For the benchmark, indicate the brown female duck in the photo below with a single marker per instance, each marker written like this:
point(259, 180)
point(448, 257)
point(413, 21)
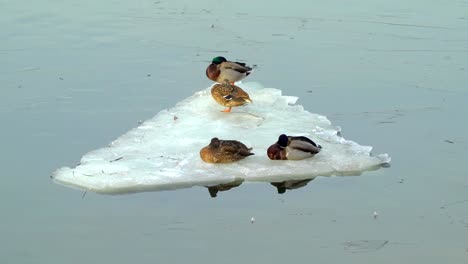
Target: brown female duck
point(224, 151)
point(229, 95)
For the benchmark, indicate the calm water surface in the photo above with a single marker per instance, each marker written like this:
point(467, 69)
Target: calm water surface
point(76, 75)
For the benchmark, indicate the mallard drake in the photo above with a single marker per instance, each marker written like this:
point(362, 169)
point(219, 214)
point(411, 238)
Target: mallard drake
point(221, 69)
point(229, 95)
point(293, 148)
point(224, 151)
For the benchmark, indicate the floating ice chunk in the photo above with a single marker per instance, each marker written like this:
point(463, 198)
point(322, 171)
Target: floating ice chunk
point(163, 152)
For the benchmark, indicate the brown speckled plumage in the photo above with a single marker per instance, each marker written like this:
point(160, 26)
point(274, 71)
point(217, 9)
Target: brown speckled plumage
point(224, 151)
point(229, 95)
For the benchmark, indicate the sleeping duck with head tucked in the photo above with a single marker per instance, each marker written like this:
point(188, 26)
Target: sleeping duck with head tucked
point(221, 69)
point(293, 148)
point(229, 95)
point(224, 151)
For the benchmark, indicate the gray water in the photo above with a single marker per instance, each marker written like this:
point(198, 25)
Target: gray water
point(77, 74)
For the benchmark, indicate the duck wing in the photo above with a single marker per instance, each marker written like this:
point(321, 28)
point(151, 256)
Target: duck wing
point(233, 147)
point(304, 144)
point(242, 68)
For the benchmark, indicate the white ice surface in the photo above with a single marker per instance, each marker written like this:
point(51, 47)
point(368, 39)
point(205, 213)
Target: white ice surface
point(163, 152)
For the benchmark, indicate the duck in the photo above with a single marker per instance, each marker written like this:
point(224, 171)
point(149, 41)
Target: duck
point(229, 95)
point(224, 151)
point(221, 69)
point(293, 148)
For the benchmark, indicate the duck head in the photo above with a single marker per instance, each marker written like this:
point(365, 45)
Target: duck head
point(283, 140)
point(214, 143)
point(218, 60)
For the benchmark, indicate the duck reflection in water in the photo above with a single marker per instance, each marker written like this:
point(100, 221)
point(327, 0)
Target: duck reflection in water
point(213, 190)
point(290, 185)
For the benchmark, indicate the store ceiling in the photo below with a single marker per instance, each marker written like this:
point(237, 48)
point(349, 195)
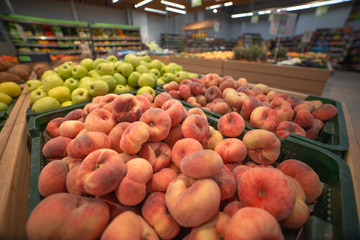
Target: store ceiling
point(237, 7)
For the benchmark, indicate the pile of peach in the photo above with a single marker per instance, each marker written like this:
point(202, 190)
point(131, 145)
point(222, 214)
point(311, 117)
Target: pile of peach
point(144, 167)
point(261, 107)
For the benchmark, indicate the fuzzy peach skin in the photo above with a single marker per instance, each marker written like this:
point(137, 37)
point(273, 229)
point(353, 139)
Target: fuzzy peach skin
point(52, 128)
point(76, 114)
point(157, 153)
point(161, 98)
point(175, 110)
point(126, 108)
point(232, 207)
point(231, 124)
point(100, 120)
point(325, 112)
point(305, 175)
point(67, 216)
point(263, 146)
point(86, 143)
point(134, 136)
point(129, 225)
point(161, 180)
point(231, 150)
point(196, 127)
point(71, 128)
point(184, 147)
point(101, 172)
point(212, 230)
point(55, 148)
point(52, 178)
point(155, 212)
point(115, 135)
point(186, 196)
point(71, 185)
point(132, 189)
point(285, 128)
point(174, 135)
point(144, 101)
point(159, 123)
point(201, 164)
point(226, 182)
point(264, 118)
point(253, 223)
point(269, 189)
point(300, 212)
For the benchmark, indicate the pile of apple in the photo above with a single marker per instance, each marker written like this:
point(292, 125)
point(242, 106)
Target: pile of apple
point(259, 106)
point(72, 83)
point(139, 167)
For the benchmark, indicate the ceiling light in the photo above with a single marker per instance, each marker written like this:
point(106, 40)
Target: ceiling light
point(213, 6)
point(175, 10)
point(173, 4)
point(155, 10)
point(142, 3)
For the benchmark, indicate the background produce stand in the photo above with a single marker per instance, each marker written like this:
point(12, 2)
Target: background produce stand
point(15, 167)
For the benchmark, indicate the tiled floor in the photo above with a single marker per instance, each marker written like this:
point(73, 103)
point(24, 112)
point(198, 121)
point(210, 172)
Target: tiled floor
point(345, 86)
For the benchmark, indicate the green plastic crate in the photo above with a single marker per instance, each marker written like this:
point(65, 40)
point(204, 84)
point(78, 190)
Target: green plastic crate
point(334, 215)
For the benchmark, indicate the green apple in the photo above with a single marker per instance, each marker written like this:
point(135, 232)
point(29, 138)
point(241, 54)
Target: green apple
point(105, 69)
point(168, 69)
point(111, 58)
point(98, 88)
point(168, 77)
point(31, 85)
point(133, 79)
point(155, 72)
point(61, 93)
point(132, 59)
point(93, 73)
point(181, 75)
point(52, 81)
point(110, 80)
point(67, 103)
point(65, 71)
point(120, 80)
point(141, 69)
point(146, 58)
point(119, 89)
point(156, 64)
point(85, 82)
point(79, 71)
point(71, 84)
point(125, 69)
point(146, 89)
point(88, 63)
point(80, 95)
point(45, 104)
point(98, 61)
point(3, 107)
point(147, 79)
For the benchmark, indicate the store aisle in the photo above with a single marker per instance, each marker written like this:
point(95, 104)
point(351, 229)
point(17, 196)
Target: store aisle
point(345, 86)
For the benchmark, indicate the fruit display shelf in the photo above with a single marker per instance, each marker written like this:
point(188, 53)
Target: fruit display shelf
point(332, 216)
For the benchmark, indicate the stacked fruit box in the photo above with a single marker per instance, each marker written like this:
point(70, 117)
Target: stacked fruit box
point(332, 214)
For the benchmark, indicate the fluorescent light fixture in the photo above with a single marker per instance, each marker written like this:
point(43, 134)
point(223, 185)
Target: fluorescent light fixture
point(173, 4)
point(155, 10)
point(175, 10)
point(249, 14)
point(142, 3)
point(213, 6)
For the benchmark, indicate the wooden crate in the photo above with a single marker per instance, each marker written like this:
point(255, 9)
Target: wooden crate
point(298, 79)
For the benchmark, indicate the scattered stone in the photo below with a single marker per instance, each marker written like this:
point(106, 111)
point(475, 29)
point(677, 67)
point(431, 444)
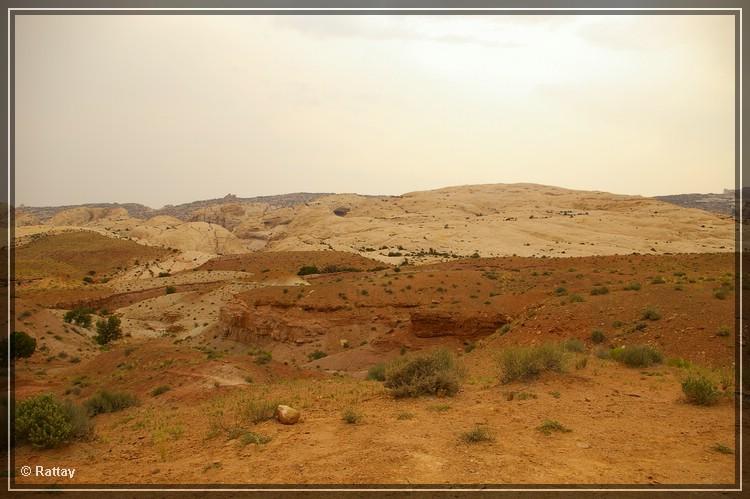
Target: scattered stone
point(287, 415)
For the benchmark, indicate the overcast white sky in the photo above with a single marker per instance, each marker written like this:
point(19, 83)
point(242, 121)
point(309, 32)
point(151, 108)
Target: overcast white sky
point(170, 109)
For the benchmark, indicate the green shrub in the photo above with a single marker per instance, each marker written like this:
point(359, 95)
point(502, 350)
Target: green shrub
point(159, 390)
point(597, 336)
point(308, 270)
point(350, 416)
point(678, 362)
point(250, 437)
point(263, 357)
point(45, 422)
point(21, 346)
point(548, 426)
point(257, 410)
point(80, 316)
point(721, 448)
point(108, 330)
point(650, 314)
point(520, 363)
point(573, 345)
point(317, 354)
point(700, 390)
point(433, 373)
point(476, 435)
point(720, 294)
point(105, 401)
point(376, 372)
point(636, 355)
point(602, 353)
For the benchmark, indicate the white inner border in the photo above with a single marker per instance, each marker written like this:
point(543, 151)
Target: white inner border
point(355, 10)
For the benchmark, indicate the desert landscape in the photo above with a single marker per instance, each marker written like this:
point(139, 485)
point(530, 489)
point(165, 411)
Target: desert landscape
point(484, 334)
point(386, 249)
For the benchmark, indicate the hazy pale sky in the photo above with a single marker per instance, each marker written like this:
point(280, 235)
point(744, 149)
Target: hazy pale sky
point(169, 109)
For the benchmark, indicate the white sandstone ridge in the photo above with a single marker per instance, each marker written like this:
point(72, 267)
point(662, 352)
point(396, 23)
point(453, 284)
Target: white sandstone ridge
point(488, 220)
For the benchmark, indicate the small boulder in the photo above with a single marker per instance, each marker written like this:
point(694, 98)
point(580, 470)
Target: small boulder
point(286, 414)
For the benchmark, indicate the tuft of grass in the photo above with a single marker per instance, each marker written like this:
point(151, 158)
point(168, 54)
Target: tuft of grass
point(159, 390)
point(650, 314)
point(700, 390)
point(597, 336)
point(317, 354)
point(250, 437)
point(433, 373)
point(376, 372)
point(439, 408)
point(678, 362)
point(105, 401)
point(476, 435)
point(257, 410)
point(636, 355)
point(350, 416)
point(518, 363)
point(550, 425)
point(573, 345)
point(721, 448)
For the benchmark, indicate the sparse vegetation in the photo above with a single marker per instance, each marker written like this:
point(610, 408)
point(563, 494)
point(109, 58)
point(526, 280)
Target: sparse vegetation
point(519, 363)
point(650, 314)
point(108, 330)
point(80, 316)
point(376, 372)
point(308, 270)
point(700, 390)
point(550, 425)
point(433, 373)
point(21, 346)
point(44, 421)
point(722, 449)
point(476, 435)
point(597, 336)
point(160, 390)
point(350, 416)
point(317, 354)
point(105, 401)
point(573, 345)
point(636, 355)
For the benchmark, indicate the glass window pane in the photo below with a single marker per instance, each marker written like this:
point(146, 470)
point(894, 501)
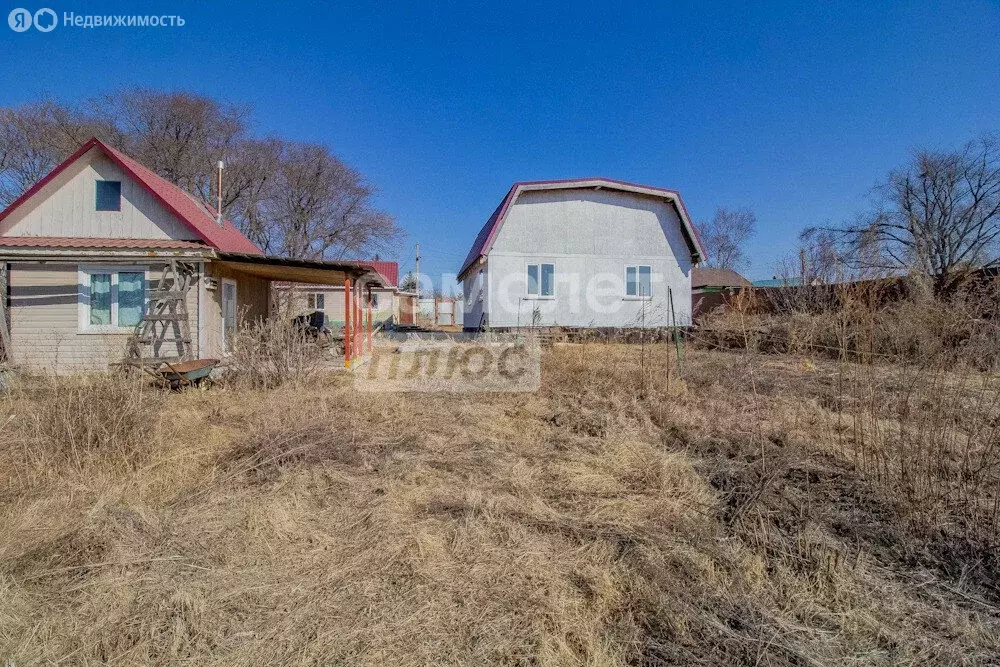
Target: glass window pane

=-=-=

Work to complete:
Rewrite everything in the records above from the line containing "For the benchmark, indicate the stacked" down to the line containing "point(170, 109)", both included, as a numbered list with blank lines omitted. Leave the pictures out of the list.

Result of the task:
1. For the benchmark, indicate the stacked fruit box in the photo above with a single marker per instance, each marker written like this:
2. point(70, 117)
3. Target: stacked fruit box
4. point(332, 214)
5. For the benchmark, indicate the fluorescent light fixture in the photo above with a single marker per instance, each marker written like this:
6. point(43, 134)
7. point(223, 185)
8. Target: fluorescent light fixture
9. point(173, 4)
10. point(155, 10)
11. point(175, 10)
12. point(249, 14)
13. point(142, 3)
14. point(213, 6)
15. For the benchmark, indicate the wooden crate in the photo above with a single marker per instance, each marker written like this:
16. point(255, 9)
17. Target: wooden crate
18. point(298, 79)
19. For the benchmark, indicate the scattered stone in the photo below with a single marker per instance, each marker written like this:
20. point(106, 111)
21. point(475, 29)
22. point(677, 67)
23. point(431, 444)
24. Target: scattered stone
25. point(287, 415)
26. For the benchmark, indicate the overcast white sky in the photo above with a single marker per instance, each marker written like this:
27. point(19, 83)
28. point(242, 121)
29. point(309, 32)
30. point(151, 108)
31. Target: overcast white sky
32. point(170, 109)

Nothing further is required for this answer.